WHAT THE TASK ASKS: From the line that includes "Practice. Annotate every instance of the black helmet" to the last line of the records, inclusive, repeat each line exactly.

PROVIDED DATA:
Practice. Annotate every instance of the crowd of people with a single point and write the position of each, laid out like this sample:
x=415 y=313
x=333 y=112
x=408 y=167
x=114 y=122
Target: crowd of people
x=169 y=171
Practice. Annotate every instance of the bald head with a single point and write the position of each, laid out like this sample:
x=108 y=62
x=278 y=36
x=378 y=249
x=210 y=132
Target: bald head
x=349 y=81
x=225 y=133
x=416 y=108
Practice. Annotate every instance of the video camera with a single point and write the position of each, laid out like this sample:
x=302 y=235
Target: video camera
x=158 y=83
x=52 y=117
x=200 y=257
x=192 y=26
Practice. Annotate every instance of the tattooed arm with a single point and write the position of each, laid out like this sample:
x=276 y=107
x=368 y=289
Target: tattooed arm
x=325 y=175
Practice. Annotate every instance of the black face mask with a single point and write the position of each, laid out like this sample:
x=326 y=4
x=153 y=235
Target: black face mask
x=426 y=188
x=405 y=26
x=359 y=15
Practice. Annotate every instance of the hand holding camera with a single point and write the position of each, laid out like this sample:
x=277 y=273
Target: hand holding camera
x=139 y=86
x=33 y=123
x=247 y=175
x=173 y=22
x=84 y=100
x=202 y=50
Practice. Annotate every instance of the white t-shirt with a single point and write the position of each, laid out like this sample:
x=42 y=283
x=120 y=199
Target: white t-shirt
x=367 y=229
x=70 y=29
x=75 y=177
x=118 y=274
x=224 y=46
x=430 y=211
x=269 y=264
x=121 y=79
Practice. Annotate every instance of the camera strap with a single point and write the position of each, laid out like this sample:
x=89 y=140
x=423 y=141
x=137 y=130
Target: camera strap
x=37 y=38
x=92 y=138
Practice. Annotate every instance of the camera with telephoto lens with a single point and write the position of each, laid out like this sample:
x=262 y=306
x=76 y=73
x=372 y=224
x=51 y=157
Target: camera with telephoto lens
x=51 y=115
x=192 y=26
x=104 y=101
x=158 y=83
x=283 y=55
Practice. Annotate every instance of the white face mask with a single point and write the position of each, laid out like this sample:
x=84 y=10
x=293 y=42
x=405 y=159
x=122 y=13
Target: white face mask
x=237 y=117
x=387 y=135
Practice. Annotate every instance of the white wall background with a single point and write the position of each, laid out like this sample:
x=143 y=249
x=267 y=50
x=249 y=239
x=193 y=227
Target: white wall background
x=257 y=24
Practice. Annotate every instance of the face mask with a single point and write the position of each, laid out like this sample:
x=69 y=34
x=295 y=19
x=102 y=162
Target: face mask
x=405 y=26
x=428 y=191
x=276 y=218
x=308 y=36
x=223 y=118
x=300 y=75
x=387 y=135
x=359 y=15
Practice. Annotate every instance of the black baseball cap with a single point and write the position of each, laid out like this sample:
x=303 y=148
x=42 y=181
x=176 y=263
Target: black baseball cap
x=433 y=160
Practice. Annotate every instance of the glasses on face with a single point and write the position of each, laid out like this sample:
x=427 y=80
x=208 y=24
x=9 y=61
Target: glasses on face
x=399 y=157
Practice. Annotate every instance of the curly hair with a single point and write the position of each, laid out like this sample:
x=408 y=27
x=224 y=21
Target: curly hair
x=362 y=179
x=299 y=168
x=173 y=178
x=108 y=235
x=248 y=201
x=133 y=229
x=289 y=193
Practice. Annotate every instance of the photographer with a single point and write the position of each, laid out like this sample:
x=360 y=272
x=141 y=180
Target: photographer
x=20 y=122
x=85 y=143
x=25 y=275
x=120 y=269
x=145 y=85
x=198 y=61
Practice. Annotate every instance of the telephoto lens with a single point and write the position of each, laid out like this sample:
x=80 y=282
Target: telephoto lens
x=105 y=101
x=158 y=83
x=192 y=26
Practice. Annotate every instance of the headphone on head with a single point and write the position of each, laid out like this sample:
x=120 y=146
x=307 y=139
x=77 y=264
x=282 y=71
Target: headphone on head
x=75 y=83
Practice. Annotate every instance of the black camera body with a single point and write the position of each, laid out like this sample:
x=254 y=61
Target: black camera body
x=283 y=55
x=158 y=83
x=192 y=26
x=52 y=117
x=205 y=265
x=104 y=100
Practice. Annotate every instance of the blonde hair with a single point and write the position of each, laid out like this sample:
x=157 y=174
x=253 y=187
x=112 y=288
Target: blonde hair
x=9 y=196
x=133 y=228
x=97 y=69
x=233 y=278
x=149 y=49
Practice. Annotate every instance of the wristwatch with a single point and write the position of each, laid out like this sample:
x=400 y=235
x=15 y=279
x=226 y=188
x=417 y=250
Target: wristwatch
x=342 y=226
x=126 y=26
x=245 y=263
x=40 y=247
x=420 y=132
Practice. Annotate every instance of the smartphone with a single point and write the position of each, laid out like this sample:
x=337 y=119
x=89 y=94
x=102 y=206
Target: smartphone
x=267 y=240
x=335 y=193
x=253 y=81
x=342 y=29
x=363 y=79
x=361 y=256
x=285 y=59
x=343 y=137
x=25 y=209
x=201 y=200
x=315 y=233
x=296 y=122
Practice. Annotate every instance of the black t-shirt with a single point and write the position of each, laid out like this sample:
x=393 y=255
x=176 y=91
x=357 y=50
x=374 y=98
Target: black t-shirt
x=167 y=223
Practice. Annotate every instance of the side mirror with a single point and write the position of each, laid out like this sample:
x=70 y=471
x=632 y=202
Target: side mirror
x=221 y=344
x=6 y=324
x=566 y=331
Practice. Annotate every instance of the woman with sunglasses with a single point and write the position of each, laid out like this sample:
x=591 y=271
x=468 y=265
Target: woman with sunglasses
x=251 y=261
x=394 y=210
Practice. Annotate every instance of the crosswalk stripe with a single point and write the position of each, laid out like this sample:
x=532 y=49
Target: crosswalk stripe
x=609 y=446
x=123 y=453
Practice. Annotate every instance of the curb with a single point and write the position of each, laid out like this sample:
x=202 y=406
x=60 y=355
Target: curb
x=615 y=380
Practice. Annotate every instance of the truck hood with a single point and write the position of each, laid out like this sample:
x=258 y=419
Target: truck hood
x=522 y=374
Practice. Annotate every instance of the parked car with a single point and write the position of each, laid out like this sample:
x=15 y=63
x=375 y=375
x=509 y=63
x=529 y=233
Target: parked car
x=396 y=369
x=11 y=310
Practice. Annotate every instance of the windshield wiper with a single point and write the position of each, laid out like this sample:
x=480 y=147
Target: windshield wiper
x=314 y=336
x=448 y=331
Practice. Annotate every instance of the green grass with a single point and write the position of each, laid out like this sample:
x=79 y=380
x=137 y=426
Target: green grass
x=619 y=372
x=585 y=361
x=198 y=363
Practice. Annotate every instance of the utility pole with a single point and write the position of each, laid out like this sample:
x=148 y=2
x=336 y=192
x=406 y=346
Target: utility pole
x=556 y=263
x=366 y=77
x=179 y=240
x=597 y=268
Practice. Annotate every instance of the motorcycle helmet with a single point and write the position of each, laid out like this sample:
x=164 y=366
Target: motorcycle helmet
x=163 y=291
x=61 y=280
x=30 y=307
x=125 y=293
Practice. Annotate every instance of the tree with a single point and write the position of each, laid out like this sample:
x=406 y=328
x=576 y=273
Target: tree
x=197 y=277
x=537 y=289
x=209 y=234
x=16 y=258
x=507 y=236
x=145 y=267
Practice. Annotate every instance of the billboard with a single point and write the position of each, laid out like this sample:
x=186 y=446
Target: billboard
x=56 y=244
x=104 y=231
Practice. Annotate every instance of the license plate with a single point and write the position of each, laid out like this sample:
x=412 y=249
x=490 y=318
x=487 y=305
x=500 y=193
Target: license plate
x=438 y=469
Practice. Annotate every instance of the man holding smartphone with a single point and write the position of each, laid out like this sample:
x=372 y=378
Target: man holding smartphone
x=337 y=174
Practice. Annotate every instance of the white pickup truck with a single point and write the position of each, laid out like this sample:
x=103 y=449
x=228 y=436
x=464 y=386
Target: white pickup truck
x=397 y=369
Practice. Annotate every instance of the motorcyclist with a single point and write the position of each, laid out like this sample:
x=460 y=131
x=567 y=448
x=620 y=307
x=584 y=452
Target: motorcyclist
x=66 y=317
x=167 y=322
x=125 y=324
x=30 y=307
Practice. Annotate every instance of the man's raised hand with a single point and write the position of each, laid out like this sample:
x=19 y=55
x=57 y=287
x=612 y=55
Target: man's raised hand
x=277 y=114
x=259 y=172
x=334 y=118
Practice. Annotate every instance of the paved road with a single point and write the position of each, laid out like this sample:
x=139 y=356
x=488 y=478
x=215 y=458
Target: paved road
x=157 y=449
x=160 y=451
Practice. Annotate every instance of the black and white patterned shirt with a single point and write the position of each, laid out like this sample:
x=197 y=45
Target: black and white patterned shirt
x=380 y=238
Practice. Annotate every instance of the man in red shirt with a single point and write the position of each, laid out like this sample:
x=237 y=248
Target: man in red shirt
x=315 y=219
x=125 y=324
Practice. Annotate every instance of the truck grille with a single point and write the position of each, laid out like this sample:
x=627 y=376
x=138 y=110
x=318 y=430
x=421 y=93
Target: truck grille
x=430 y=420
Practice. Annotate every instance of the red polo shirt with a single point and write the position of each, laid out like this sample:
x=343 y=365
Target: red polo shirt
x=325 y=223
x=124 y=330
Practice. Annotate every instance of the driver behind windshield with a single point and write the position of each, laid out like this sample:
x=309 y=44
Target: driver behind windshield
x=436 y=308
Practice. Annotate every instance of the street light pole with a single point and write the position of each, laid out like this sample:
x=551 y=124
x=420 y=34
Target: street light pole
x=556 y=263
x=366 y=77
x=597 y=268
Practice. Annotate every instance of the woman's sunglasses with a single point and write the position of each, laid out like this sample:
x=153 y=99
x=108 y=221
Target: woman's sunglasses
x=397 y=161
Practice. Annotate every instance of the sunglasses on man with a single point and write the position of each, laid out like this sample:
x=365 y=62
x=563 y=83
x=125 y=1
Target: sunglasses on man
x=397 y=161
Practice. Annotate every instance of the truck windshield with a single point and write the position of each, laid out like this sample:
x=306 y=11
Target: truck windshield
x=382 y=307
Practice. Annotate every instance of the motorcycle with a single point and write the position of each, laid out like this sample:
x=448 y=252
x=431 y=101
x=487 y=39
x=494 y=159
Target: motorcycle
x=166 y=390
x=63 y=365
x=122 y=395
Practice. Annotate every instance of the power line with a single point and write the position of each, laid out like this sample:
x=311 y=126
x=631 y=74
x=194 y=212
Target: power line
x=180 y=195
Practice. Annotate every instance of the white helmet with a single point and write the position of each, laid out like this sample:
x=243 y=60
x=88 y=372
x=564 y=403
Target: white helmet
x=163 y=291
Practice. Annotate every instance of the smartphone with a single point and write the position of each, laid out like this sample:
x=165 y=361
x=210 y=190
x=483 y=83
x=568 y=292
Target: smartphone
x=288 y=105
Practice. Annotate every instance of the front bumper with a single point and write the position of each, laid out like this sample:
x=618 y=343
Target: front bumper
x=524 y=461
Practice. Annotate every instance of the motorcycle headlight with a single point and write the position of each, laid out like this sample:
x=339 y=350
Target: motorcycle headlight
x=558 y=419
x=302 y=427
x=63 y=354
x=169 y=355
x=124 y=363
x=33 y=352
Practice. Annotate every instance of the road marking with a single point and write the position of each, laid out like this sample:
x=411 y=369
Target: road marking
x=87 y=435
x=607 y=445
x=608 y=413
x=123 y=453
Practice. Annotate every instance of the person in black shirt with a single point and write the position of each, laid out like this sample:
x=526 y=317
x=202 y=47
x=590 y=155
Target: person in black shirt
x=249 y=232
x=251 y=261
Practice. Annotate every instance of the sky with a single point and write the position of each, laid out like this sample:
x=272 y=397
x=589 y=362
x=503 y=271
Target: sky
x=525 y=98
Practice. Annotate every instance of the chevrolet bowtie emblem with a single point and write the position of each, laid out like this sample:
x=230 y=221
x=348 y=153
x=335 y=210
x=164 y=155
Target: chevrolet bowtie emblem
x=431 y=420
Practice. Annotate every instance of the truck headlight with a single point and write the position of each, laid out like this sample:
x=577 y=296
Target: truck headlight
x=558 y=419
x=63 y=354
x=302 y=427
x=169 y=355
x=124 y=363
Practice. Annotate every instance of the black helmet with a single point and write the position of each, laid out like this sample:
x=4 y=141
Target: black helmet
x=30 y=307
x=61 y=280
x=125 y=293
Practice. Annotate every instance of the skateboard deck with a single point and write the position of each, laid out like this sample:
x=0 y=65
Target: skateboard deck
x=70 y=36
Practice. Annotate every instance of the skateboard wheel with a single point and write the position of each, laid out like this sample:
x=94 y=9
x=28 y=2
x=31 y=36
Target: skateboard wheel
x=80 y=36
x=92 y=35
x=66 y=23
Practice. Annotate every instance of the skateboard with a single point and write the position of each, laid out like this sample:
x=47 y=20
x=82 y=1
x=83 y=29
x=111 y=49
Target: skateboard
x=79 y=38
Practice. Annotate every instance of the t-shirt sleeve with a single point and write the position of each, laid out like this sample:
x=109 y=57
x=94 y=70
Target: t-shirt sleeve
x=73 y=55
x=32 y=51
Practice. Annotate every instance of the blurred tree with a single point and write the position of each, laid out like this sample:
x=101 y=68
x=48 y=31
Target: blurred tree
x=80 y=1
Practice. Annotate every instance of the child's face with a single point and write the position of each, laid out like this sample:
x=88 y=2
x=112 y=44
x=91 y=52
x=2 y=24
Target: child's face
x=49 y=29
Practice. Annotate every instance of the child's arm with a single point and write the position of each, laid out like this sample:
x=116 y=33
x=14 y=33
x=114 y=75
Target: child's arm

EXERCISE ANSWER:
Practice. Annotate every instance of the black helmet with a single point and write the position of each, laid out like this sample:
x=4 y=141
Target: black helmet
x=30 y=307
x=61 y=280
x=125 y=293
Practice. Annotate every instance of the skateboard deck with a single point and write the position of each, laid out like this sample:
x=0 y=65
Target: skateboard deck
x=70 y=36
Practice. Annotate every instance of the skateboard wheel with a single point and write the position of each, laid out like this sample:
x=94 y=9
x=28 y=2
x=31 y=36
Target: skateboard wheel
x=80 y=36
x=92 y=35
x=66 y=23
Practice. Annotate every instance of the skateboard with a single point and write the position of each, laid out like this sample:
x=47 y=20
x=82 y=1
x=83 y=29
x=111 y=49
Target: skateboard
x=79 y=38
Practice. Annotate every instance of the t-shirt sleeve with a single point and write the position of each, laid out like this sample:
x=109 y=57
x=94 y=70
Target: t-shirt sleeve
x=73 y=55
x=32 y=51
Practice. Annotate every instance of the blurred tree with a single point and write the position of each, laid out like this sample:
x=101 y=68
x=48 y=31
Target: blurred tree
x=80 y=1
Practice. Annotate every instance of the child's face with a single point and write the position of each, laid out like this sample:
x=88 y=2
x=112 y=44
x=91 y=52
x=2 y=24
Target: child's face
x=49 y=29
Practice. Annotate every instance of the child's arm with a single point and write the position of each, laid out like this sample:
x=116 y=33
x=14 y=33
x=114 y=75
Target: child's arm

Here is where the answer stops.